- **Page excerpt**
BEGIN
Inserting each stationary point one at a time:

Hessian_matrices = [H.subs([(x,x0),(y,y0)]) for x0,y0 in stat_points]
Hessian_matrices

\[\begin{split}\displaystyle \left[ \left[\begin{matrix}0 & 0\\0 & 0\end{matrix}\right], \ \left[\begin{matrix}72 & 0\\0 & 36\end{matrix}\right], \ \left[\begin{matrix}-4 & 16\\16 & -4\end{matrix}\right], \ \left[\begin{matrix}36 & 0\\0 & 72\end{matrix}\right]\right]\end{split}\]

Not all Hessian matrices are diagonal, so we compute their eigenvalues with eigenvals:

Eig_Hessian_matrices = [h.eigenvals() for h in Hessian_matrices]

display(*zip(stat_points,Eig_Hessian_matrices))

From this we read:

• \((0,3)\) and \((3,0)\) are both strict (local) minima (positive eigenvalues, \(\lambda=36,72\))

• \((1,1)\) is a saddle point (eigenvalues have opposite signs, \(\lambda=-20,12\))

The last stationary point \((0,0)\) unfortunately cannot be characterized using this method, since here an eigenvalue is \(0\). We will have to investigate this point further in another manner.

Special Investigation of Problematic Stationary Point

Firstly, the function value at this problematic stationary point \((0,0)\),

f.subs({x: 0, y: 0})
END
Entries from a dataset
BEGIN
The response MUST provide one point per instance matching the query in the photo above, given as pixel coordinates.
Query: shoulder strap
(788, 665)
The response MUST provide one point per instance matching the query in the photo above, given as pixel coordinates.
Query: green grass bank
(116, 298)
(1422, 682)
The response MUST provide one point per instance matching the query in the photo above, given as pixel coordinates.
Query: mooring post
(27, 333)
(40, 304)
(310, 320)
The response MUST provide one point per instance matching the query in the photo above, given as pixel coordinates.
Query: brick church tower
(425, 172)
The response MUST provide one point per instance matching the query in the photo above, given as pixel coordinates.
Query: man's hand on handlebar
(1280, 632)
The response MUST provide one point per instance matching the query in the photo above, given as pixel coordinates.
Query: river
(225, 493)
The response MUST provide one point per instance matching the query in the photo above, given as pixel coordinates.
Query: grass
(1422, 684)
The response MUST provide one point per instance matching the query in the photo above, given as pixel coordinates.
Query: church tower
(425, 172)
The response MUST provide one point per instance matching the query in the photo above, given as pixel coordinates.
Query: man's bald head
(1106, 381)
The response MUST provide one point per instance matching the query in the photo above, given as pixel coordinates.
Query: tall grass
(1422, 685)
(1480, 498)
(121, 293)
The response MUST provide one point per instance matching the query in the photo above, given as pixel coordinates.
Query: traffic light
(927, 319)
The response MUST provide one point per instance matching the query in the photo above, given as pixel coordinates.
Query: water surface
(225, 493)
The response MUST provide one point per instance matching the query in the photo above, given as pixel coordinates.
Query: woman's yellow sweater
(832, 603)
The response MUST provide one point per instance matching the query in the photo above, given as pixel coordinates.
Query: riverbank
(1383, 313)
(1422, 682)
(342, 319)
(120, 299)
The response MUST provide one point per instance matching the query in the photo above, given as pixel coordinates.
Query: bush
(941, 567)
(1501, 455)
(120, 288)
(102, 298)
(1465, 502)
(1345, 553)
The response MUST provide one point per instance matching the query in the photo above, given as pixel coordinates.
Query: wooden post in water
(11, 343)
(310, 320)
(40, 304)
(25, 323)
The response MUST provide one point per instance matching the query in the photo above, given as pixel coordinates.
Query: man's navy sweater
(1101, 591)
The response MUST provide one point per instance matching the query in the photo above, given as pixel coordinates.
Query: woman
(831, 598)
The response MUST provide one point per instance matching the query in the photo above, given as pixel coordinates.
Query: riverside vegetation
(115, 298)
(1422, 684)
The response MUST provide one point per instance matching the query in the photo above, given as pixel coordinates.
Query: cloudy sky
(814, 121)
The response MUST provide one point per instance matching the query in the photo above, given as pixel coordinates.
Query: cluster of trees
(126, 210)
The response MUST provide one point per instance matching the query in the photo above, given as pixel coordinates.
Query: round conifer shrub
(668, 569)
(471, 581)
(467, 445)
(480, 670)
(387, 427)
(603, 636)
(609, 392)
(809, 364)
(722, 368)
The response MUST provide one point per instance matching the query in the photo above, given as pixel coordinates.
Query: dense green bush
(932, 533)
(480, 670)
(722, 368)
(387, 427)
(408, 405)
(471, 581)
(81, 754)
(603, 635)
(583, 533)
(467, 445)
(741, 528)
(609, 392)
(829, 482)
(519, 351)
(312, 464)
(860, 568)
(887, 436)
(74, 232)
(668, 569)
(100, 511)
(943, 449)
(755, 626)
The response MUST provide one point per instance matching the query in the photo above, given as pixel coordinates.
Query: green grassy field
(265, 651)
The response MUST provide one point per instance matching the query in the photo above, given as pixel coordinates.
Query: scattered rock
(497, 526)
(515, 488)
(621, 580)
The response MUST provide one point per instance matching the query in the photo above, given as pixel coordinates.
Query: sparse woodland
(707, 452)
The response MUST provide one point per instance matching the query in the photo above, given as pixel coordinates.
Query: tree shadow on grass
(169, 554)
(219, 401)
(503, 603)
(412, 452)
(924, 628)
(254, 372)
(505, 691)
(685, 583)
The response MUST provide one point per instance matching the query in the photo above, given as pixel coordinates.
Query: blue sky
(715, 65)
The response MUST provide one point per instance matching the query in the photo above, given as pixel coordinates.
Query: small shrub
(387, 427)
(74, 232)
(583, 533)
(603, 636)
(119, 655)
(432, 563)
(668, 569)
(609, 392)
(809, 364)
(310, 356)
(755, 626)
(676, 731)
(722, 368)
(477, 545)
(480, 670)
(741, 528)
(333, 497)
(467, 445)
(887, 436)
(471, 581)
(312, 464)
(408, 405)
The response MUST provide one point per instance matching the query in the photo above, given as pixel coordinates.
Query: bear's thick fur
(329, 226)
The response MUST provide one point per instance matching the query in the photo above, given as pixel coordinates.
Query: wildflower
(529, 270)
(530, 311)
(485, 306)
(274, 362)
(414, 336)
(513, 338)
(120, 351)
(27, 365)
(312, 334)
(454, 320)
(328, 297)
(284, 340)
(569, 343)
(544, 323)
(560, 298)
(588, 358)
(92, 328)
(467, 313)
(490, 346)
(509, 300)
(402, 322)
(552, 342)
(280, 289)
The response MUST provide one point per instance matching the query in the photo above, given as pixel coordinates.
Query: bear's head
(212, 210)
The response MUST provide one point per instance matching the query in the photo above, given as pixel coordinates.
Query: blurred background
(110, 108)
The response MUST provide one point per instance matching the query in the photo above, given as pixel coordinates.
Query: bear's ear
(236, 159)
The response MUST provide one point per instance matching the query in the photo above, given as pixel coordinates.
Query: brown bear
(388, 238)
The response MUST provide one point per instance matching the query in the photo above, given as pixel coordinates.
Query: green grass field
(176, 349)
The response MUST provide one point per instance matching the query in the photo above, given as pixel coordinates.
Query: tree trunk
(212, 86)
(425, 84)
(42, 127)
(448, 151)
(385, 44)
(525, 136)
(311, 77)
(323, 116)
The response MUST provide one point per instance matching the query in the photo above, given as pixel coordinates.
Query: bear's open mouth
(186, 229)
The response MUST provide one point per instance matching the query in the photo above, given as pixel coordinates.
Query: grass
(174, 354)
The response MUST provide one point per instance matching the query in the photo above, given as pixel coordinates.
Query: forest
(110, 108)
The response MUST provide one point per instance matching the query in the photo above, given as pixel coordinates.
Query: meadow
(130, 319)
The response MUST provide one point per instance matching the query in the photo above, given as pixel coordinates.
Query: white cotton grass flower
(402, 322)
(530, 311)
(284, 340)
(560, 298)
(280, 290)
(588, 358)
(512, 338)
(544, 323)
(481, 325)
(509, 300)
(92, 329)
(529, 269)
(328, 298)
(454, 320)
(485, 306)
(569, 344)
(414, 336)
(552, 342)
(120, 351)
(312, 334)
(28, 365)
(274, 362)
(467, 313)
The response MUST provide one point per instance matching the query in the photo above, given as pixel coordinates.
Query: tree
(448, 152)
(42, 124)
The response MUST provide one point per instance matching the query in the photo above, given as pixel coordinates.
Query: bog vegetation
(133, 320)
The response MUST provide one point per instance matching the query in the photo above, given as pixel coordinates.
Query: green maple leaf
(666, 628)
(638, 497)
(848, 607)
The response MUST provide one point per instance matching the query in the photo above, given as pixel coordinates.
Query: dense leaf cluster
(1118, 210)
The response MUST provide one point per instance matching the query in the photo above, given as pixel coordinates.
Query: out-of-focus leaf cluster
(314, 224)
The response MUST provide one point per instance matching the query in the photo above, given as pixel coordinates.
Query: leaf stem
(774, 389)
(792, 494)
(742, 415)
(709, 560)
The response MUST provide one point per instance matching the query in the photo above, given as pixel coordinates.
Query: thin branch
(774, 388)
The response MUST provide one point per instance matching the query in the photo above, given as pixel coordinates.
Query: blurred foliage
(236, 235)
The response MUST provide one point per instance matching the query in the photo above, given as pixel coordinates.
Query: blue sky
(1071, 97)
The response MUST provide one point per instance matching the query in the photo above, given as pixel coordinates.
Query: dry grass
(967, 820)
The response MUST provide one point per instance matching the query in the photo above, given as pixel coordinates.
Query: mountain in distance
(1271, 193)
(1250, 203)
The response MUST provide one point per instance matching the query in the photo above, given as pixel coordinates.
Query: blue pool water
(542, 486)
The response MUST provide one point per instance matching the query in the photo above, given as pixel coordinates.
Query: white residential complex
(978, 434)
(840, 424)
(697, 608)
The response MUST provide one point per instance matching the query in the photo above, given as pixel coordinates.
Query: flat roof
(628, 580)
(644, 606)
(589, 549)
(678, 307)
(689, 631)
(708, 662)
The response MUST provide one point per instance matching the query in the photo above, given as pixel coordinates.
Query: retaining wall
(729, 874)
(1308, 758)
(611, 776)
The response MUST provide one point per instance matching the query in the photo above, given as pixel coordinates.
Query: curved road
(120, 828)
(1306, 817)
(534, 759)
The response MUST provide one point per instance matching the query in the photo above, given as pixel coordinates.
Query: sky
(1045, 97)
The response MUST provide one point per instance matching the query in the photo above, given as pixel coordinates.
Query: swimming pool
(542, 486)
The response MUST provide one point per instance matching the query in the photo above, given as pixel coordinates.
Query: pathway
END
- **Exercise aim**
Set down, word for word, the part of the excerpt on Hessian matrices from "Eig_Hessian_matrices = [h.eigenvals()" up to and including "in another manner.". Work only from the excerpt on Hessian matrices, not from the records.

- **Finished exercise**
Eig_Hessian_matrices = [h.eigenvals() for h in Hessian_matrices]

display(*zip(stat_points,Eig_Hessian_matrices))

From this we read:

• \((0,3)\) and \((3,0)\) are both strict (local) minima (positive eigenvalues, \(\lambda=36,72\))

• \((1,1)\) is a saddle point (eigenvalues have opposite signs, \(\lambda=-20,12\))

The last stationary point \((0,0)\) unfortunately cannot be characterized using this method, since here an eigenvalue is \(0\). We will have to investigate this point further in another manner.